§ **WHAT YOU WILL DO**
Look at the entries below and reproduce them exactly.

§ **SUPPLIED RECORDS**
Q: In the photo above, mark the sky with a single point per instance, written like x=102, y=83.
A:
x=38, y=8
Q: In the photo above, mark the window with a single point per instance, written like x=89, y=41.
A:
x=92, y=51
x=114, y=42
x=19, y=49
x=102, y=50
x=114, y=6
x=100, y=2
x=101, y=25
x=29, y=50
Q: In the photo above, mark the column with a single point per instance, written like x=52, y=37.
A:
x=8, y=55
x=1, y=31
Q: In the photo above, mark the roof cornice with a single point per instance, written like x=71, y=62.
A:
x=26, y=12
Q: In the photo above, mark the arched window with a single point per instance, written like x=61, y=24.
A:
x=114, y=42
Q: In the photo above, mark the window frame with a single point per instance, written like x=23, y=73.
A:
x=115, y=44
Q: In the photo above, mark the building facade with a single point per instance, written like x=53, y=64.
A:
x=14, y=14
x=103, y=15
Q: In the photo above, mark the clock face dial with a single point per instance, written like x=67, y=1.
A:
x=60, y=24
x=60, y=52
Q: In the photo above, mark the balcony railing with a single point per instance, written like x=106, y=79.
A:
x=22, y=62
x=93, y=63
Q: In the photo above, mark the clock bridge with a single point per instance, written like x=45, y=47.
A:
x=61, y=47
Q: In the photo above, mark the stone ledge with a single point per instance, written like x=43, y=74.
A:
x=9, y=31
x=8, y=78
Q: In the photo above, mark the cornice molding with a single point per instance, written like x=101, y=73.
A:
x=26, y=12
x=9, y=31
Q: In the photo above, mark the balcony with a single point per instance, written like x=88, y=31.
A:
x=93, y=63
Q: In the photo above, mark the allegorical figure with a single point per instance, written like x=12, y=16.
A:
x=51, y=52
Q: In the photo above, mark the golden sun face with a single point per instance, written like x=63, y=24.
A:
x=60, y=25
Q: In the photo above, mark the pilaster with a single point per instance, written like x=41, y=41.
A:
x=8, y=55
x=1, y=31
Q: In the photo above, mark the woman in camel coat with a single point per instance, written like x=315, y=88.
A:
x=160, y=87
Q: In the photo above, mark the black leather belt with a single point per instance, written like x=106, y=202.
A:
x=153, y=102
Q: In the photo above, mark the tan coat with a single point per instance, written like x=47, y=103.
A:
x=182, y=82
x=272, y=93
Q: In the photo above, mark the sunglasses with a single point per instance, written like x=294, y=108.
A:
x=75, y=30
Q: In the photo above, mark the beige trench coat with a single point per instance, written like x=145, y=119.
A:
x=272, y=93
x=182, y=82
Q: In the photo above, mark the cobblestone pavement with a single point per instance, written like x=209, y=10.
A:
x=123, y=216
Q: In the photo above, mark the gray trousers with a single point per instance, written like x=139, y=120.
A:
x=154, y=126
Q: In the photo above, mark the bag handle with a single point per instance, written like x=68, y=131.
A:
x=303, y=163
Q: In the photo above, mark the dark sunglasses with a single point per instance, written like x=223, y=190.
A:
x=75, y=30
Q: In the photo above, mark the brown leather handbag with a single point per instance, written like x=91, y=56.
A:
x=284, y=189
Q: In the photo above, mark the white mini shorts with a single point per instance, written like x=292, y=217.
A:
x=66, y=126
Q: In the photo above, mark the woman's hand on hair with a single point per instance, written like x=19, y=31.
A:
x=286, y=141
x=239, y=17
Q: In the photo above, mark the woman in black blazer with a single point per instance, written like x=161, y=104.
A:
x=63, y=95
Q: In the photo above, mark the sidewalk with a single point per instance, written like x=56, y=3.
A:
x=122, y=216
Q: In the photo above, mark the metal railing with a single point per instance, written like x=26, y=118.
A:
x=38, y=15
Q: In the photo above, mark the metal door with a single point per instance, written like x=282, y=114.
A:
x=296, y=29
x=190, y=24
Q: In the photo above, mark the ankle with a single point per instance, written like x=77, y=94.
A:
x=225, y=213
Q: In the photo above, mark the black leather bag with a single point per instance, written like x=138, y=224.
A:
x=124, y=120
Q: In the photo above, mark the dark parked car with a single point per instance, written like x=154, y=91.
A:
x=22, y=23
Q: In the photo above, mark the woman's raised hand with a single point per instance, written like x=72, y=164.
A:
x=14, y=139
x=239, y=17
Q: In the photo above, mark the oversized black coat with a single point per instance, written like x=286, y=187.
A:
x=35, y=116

§ **FINAL ANSWER**
Q: In the photo above, mark the sky with a single point per instance, written like x=102, y=83.
A:
x=38, y=8
Q: In the photo above, mark the window with a single point per instance, written like x=89, y=41.
A:
x=92, y=51
x=114, y=42
x=19, y=49
x=102, y=50
x=114, y=6
x=100, y=2
x=101, y=25
x=29, y=50
Q: In the photo above, mark the column with a single point per instance, written like x=52, y=37.
A:
x=8, y=55
x=1, y=31
Q: In the photo above, mark the roof cornice with a single point per instance, written like x=71, y=62.
A:
x=26, y=12
Q: In the photo above, mark the arched window with a single point per instance, written like x=61, y=24.
A:
x=114, y=42
Q: In the photo above, mark the window frame with a single point per instance, written like x=23, y=73.
A:
x=115, y=44
Q: In the photo above, mark the building facade with a single point per instance, written like x=53, y=64.
A:
x=14, y=14
x=103, y=15
Q: In the photo above, mark the clock face dial with a single point per instance, written like x=67, y=1.
A:
x=60, y=24
x=60, y=52
Q: In the photo above, mark the balcony railing with a single point per instance, written like x=106, y=79.
A:
x=22, y=62
x=93, y=63
Q: In the photo above, mark the clock bridge with a single point per instance, written like x=45, y=47.
A:
x=61, y=47
Q: In the photo above, mark the stone ledge with a single point per instance, written like x=43, y=74.
A:
x=9, y=31
x=8, y=78
Q: In the photo above, mark the cornice molding with a single point per instance, written like x=101, y=73.
A:
x=26, y=12
x=9, y=31
Q: In the photo above, mark the balcony with a single point per instance, written like x=88, y=31.
A:
x=93, y=63
Q: In the photo above, mark the allegorical figure with a single point per instance, written like x=12, y=16.
A:
x=51, y=52
Q: In the photo above, mark the golden sun face with a single point per instance, written like x=63, y=24.
A:
x=60, y=25
Q: In the photo above, mark the pilaster with a single point per instance, written like x=41, y=41.
A:
x=8, y=55
x=1, y=31
Q: In the photo above, mark the woman in camel coat with a single point per instance, written like x=315, y=88.
A:
x=160, y=87
Q: In the photo above, mark the black leather belt with a single point per instance, written like x=106, y=202.
A:
x=153, y=102
Q: In the photo above, mark the tan coat with a single point per instance, written like x=47, y=103.
A:
x=182, y=82
x=272, y=93
Q: In the photo above, mark the sunglasses with a single point per instance, written like x=294, y=108.
A:
x=75, y=30
Q: In the photo above, mark the beige trench coat with a single point per instance, written like x=145, y=119.
A:
x=272, y=93
x=182, y=82
Q: In the photo above, mark the cobblestone pavement with a single point per instance, written like x=209, y=10.
A:
x=123, y=216
Q: In the photo above, mark the gray trousers with a single point per instance, written like x=139, y=120.
A:
x=154, y=126
Q: In the photo above, mark the bag handle with a single point per instance, written like x=68, y=131.
A:
x=303, y=163
Q: In the photo above, mark the dark sunglasses with a single point per instance, written like x=223, y=190.
A:
x=75, y=30
Q: In the photo above, mark the brown leather handbag with a single point per instance, written like x=91, y=56.
A:
x=284, y=189
Q: In the photo above, mark the white mini shorts with a single point per instance, written like x=292, y=217.
A:
x=66, y=126
Q: In the photo above, mark the woman's hand on hair with a single point per instance, written like x=19, y=31.
A:
x=286, y=141
x=239, y=17
Q: In the photo above, mark the woman in black blazer with a single point per instance, written like x=161, y=104.
A:
x=63, y=95
Q: In the photo above, mark the sidewalk with a single point per instance, written like x=56, y=3.
A:
x=122, y=216
Q: In the photo above, mark the metal railing with a single point per instance, written like x=26, y=118.
A:
x=38, y=15
Q: In the photo above, mark the metal door with a single point per instance, written like x=282, y=114.
A:
x=296, y=29
x=190, y=24
Q: In the photo above, mark the ankle with a single point per instance, written like x=77, y=94.
A:
x=225, y=213
Q: In the photo above, mark the black leather bag with a single point per instance, written like x=138, y=224.
A:
x=124, y=120
Q: In the photo above, mark the dark parked car with a single point per instance, written like x=154, y=91.
A:
x=22, y=23
Q: In the photo above, mark the woman's raised hand with a single point per instance, written like x=72, y=164.
A:
x=14, y=139
x=239, y=17
Q: In the photo above, mark the oversized black coat with a single point per instance, written like x=286, y=187.
A:
x=35, y=116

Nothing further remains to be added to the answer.